■ WHAT TO WORK ON
In this exercise, every entry is to be copied exactly.

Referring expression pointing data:
=== Begin Enclosure ===

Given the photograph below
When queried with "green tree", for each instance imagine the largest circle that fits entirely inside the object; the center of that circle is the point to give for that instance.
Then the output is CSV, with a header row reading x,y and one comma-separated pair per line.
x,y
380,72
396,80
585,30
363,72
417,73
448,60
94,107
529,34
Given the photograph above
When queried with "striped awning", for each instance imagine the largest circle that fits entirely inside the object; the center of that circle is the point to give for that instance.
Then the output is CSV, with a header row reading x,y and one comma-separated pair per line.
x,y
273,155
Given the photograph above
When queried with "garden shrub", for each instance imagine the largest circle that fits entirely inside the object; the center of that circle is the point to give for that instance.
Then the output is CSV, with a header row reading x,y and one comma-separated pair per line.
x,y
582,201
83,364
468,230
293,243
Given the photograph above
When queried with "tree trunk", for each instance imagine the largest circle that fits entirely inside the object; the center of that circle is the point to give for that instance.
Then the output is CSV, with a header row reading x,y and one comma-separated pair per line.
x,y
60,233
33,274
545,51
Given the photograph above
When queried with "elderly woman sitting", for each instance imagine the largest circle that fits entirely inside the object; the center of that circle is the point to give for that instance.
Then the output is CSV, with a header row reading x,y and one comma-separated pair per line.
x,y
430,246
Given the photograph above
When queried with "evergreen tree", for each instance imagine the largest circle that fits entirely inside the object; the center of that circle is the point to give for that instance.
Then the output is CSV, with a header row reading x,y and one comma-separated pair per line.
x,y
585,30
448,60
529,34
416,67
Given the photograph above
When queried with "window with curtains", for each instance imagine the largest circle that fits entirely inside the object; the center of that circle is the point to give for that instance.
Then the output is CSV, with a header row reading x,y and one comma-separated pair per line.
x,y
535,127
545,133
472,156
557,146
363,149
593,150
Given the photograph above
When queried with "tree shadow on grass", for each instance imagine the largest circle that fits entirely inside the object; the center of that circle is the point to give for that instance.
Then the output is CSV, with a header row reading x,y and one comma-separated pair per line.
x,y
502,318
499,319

=== End Enclosure ===

■ YOUR SOLUTION
Given the photograph below
When queried with "green tree", for each instance imagine the largest circle that fits entirely inside the object; the center of that circle is the point to give for that instance.
Then the output is CSV, with a header row reading x,y and one comma-separated pair per line.
x,y
380,72
396,80
585,30
363,72
417,73
448,60
94,107
529,34
Given the photograph above
When queried with "striped awning", for each instance imagine the largest circle that fits entirely inside the object; the center of that circle is the point to give for that instance.
Then the output is CSV, with a header row reading x,y and one comma-separated pair per line.
x,y
273,155
Given the photograph above
When queried with "garden shrub", for each instance imagine the largest circle that fits entirely inside the object; the center of that circle is the point to give for that instance.
Then the output is CSV, with a header row reading x,y and one comma-separated pair per line.
x,y
582,201
83,364
468,230
293,243
Given the photograph above
When queried with "tree trunk", for each instance imagine the largest circle that fits entirely inside the object; the center of that circle is the point to give for that instance.
Then the output is CSV, with a header row reading x,y and one comma-separated pair per line.
x,y
60,233
33,274
545,51
Given the photograph above
When queried with "elderly woman sitting", for each instance imagine the largest circle that fits entirely inside the object; the center of that circle is the point to give for that instance.
Then the output is CSV, with a header row reading x,y and one comma-separated pair per line.
x,y
430,246
Given the photograph above
When queried with "evergreen tree", for each instance imagine the largest circle that fits entirely inside the object; the center of that circle is the point to give for that instance.
Then the output is CSV, with a header row reading x,y and one comma-separated pair per line.
x,y
585,30
448,60
529,34
416,67
Given the photograph above
When queried with "window with curtains", for each instance imagine the largest circle that fits entirely inside the object; the center of that circle is the point to give for that instance.
Then the output is CSV, with a header row reading x,y and one comma-separated pair per line.
x,y
535,127
545,133
472,156
557,146
363,149
593,150
Given the photograph above
When queried with "tree shadow on grass", for each instance imagine the largest circle that fits entirely inside the object; the center of that circle is the point to give for that instance.
Then the output is CSV, with a header row reading x,y and one comma-separated pair per line.
x,y
502,318
499,319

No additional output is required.